Everything from the line holding "flower center shown in this photo." through the last line below must be repeated exactly, and nothing else.

Task material =

* * * * *

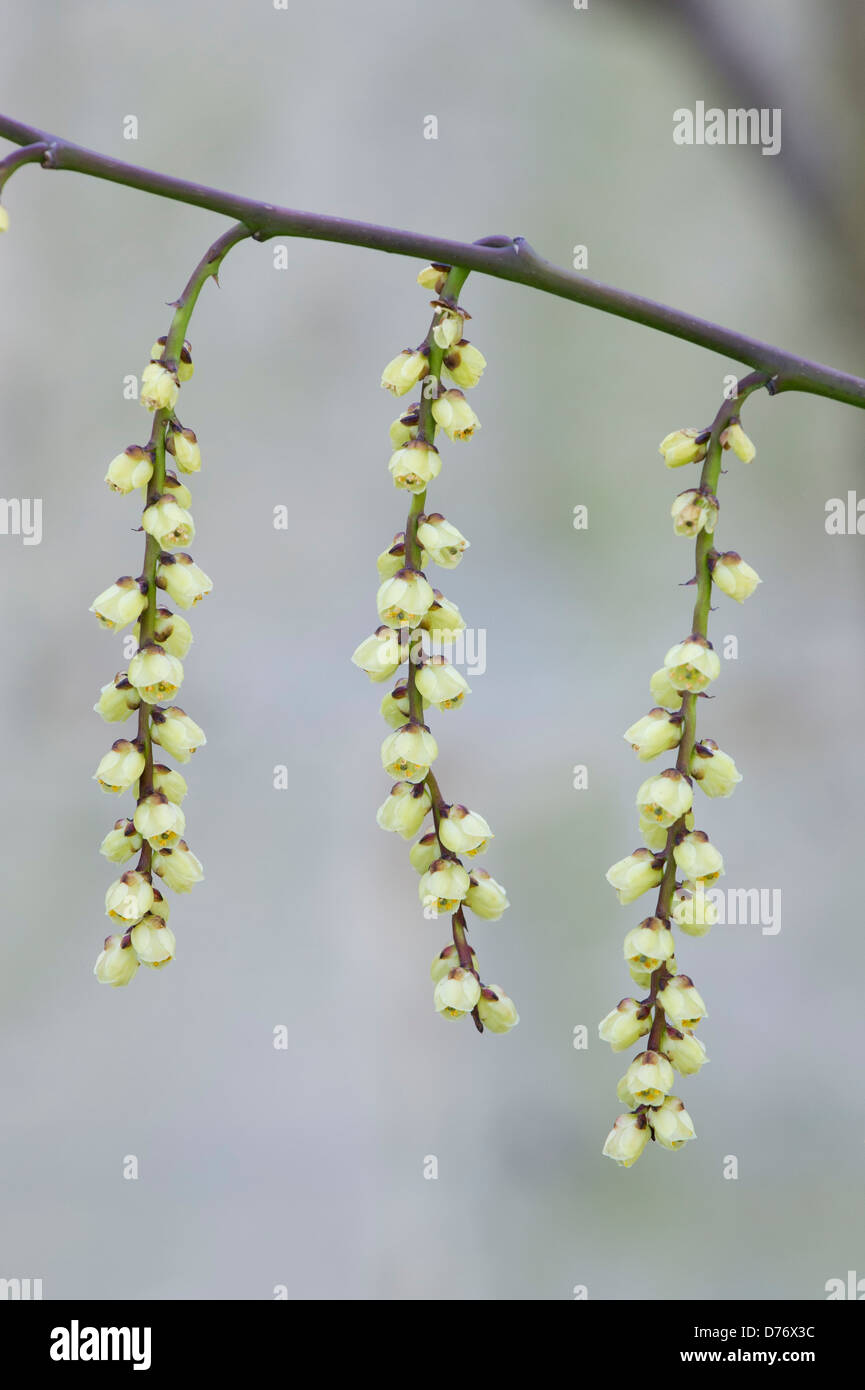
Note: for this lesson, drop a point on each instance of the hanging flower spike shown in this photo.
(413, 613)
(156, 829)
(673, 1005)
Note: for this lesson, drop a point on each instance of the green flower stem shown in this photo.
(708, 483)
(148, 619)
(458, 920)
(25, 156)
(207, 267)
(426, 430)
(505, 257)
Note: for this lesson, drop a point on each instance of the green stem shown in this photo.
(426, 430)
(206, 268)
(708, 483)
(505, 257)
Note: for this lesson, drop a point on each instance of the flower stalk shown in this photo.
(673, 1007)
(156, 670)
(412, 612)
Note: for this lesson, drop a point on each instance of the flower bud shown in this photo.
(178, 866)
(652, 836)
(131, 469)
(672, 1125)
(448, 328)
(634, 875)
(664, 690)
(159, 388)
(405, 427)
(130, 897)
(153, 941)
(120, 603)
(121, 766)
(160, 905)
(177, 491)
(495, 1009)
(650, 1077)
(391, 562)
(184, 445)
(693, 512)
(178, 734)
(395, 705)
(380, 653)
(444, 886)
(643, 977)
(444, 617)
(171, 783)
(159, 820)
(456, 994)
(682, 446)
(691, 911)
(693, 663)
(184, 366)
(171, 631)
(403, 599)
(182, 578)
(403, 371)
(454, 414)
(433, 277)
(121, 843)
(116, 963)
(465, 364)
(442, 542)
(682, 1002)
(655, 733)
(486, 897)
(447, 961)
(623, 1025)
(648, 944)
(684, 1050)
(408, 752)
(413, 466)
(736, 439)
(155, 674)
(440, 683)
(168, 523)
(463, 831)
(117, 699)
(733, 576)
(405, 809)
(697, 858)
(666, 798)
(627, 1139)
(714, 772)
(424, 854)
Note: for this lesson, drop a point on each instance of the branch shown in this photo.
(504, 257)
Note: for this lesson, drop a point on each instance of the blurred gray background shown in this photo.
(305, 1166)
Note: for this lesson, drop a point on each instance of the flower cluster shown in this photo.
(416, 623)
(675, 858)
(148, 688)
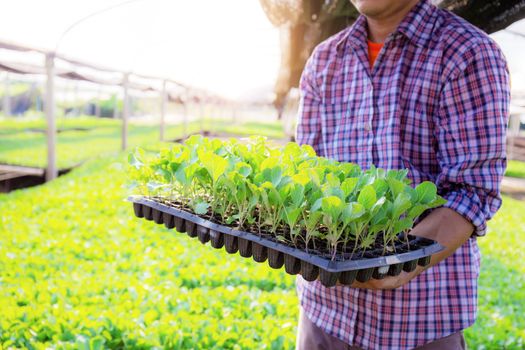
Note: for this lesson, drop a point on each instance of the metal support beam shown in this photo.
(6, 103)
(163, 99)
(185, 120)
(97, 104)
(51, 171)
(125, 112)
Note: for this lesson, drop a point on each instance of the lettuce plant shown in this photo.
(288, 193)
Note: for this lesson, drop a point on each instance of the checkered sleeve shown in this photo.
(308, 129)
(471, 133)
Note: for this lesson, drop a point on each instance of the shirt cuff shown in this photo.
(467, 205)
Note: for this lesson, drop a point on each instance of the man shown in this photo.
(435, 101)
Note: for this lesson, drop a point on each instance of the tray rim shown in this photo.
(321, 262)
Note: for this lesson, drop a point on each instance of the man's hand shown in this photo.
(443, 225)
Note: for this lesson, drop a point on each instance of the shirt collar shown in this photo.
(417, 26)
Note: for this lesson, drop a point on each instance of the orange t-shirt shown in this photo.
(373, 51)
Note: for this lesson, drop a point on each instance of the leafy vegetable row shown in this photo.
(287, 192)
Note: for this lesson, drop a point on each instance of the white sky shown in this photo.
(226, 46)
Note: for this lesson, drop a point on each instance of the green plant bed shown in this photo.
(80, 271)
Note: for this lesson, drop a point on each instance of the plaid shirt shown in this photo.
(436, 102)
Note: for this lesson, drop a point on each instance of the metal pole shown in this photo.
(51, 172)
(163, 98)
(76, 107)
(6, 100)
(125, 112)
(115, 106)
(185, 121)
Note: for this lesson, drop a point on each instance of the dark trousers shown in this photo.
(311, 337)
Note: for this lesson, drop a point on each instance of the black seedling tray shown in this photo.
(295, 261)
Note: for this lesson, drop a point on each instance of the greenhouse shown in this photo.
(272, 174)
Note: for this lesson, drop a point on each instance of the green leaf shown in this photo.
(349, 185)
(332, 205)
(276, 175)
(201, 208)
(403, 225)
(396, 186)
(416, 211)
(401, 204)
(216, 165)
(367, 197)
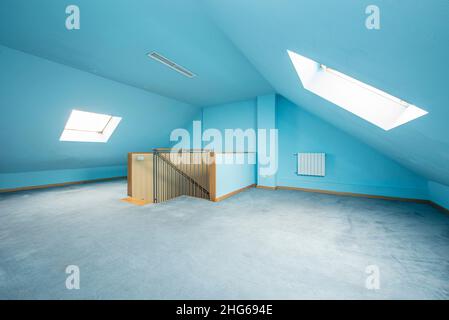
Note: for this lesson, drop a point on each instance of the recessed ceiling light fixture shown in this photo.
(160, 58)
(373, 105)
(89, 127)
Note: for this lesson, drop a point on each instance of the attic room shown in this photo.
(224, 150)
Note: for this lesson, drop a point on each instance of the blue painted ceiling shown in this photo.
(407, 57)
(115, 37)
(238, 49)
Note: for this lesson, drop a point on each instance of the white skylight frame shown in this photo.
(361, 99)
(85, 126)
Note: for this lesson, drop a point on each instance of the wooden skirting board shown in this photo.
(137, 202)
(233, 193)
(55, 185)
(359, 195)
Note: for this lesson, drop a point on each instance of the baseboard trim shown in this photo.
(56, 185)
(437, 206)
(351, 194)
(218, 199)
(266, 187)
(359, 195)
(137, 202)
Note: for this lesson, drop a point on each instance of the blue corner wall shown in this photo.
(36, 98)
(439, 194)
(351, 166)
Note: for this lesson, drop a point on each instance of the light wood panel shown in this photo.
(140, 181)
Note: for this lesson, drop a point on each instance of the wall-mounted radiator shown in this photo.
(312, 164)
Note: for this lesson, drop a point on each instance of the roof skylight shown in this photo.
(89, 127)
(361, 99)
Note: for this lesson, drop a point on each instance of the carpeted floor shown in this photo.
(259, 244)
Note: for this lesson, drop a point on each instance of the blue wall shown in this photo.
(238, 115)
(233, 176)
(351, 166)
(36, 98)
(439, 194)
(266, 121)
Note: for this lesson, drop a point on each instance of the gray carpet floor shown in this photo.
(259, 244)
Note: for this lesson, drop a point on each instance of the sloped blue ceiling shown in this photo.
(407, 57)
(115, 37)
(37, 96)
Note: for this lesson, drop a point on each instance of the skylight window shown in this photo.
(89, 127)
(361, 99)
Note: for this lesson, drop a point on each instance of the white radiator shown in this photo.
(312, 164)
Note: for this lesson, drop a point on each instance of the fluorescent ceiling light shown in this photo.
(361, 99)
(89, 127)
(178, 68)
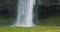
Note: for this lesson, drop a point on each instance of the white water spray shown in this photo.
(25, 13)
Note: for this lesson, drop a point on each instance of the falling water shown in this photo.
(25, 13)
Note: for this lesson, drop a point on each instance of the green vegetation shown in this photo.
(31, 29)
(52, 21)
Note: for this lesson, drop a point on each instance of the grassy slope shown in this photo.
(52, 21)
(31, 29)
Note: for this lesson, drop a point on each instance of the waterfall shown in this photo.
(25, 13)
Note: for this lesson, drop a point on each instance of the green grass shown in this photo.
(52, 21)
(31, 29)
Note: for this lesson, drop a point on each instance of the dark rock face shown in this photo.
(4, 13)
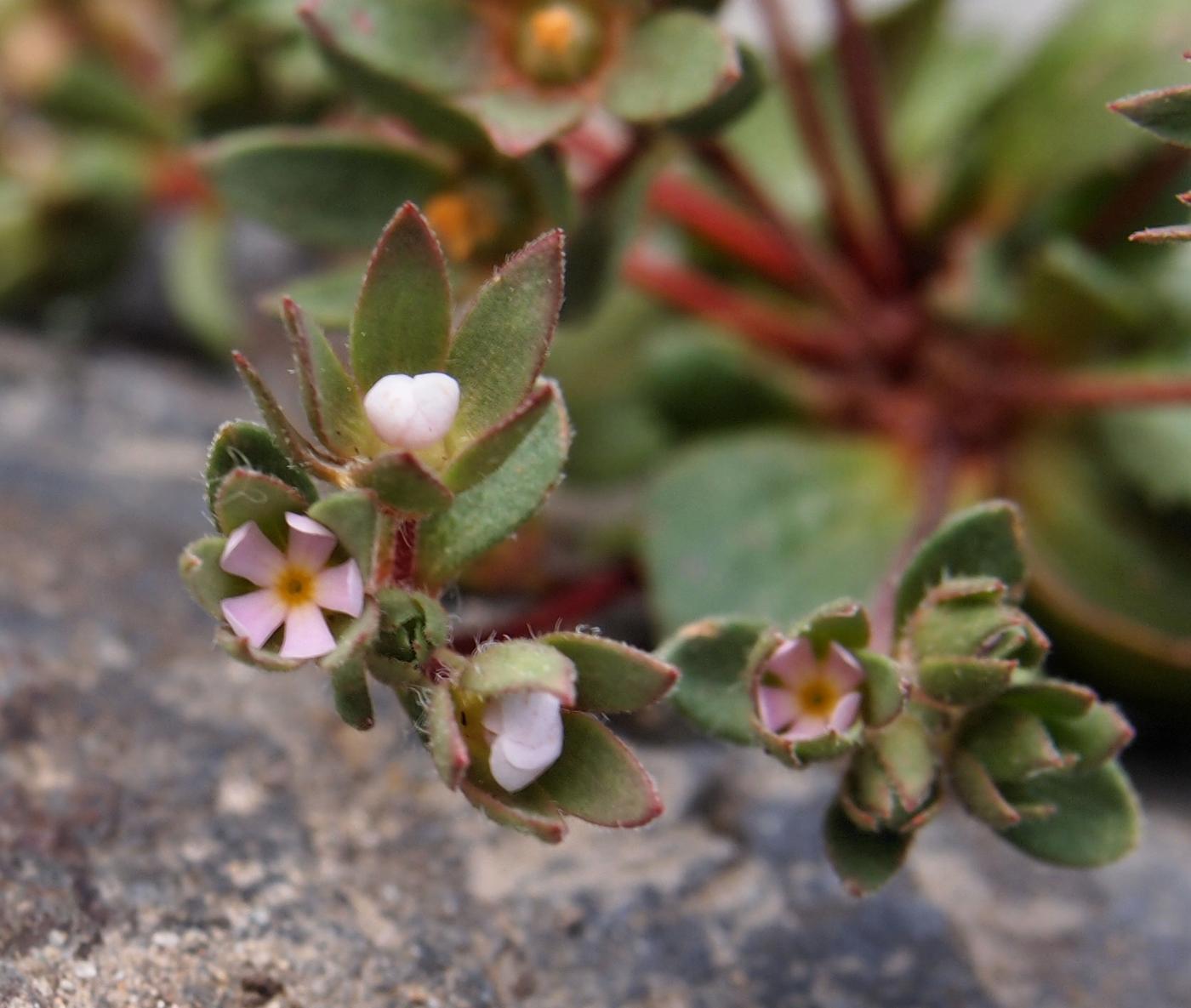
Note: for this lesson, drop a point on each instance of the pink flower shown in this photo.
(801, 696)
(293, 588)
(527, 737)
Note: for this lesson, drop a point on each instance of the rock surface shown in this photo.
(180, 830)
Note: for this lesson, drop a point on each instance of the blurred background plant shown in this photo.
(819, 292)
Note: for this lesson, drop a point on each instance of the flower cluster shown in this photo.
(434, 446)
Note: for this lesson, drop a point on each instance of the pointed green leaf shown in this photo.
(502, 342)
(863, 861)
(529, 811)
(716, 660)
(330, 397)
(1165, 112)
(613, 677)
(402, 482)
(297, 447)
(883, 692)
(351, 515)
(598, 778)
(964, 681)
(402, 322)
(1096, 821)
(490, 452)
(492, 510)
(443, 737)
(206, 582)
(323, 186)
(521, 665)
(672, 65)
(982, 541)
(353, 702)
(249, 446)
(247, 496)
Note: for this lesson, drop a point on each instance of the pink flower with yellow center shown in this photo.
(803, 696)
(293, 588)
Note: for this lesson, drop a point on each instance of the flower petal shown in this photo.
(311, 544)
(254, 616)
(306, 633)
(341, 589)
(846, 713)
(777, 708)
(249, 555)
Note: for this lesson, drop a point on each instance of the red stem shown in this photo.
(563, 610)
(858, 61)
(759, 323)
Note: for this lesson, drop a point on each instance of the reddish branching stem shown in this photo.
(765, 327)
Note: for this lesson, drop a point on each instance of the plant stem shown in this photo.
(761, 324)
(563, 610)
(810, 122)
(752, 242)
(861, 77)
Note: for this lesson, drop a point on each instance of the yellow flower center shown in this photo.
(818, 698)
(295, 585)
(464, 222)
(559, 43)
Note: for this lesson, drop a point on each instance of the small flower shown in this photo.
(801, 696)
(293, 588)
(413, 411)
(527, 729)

* * * * *

Task result =
Note: for this lesson, drop a point on each instance of the yellow flower center shown in this photo.
(818, 698)
(295, 585)
(464, 222)
(559, 43)
Note: for this lesson, drop a point on each instance of the small flower shown in this photo.
(801, 696)
(293, 588)
(413, 411)
(527, 729)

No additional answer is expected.